Material provided:
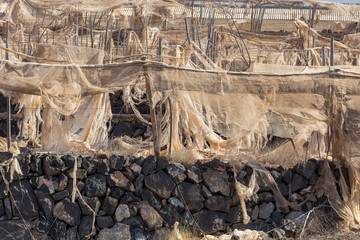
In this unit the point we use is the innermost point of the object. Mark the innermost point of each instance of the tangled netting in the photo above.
(283, 109)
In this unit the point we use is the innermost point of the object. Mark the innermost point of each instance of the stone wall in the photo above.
(139, 198)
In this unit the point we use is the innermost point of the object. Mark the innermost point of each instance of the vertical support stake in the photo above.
(332, 52)
(152, 112)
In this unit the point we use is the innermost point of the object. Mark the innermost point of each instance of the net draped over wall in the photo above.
(202, 105)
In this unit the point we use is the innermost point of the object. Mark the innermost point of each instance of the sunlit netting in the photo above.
(214, 89)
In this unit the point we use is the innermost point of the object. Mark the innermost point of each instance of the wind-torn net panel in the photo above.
(237, 115)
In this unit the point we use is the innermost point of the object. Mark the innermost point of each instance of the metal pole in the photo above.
(8, 99)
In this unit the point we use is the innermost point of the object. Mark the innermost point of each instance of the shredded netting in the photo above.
(213, 90)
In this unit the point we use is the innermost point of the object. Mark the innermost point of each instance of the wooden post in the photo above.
(100, 40)
(106, 30)
(118, 41)
(110, 38)
(22, 123)
(160, 48)
(198, 32)
(29, 43)
(171, 126)
(8, 99)
(124, 42)
(152, 112)
(187, 31)
(77, 32)
(332, 52)
(91, 33)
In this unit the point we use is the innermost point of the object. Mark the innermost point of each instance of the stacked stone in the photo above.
(139, 198)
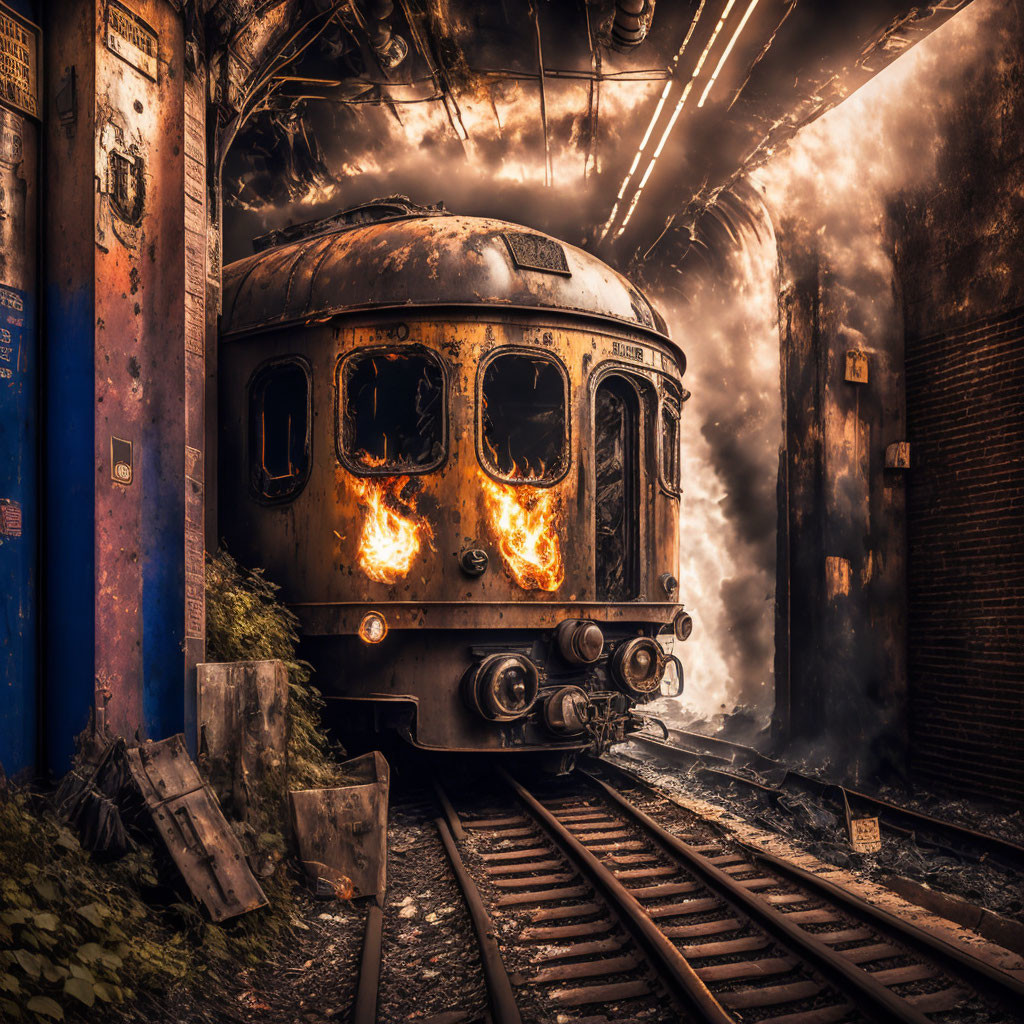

Work to do:
Pick out every line of the material above that contains the word "stone" and copy each one in full.

In response:
In this unit the point we use is the innermost point of the object. Mark the innermost point of each instance of the stone wall in the photo above.
In this unit the point we use is the innermost point of the object. Mark the innermost point of each instance of the stacked stone in the photo above.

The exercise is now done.